_EXERCISE DIRECTIONS_
Any pictures in the records below should be skipped; write out everything else exactly.
begin ENTRIES SUPPLIED
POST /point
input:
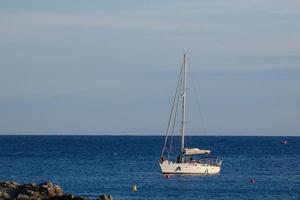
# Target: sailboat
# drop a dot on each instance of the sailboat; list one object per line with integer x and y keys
{"x": 186, "y": 160}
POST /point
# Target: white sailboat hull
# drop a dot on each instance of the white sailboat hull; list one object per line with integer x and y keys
{"x": 189, "y": 168}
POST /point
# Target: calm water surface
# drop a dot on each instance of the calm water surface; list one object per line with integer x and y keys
{"x": 93, "y": 165}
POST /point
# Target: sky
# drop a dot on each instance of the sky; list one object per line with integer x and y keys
end ENTRIES SUPPLIED
_THE COMPLETED TASK_
POST /point
input:
# Target: sailboat
# drop a dot on each instance of the sailboat; list one object per line with integer x and y keys
{"x": 186, "y": 160}
POST /point
# Target: white sailboat hull
# drop a dot on each instance of the white sailboat hull; list one object per line with integer x and y keys
{"x": 189, "y": 168}
POST /point
# Target: calm water surface
# drop a dot on each instance of the calm water surface; list one object per line with integer x and y keys
{"x": 93, "y": 165}
POST /point
# Target: sky
# drop a dot on each instance of the sky; list one object per line with integer x and y keys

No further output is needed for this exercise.